Rewrite the lines of the records below as a JSON list of strings, with one string per line and blank lines omitted.

(Dataset records)

-- begin --

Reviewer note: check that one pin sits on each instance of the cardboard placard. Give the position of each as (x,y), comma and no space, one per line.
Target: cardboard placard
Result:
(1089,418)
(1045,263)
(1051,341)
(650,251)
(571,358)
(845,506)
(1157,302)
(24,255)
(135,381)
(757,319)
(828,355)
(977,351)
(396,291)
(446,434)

-- end --

### Task result
[
  "Reviewer note: check that one pin sits on each instance of the cardboard placard. Give the position of each as (x,y), comma and no space, one per line.",
  "Target: cardboard placard",
  "Result:",
  "(1089,418)",
  "(1045,263)",
  "(1051,341)",
  "(650,251)",
  "(571,358)",
  "(845,506)",
  "(1157,302)",
  "(24,255)",
  "(135,381)",
  "(757,319)",
  "(828,355)",
  "(977,351)",
  "(396,291)",
  "(446,434)"
]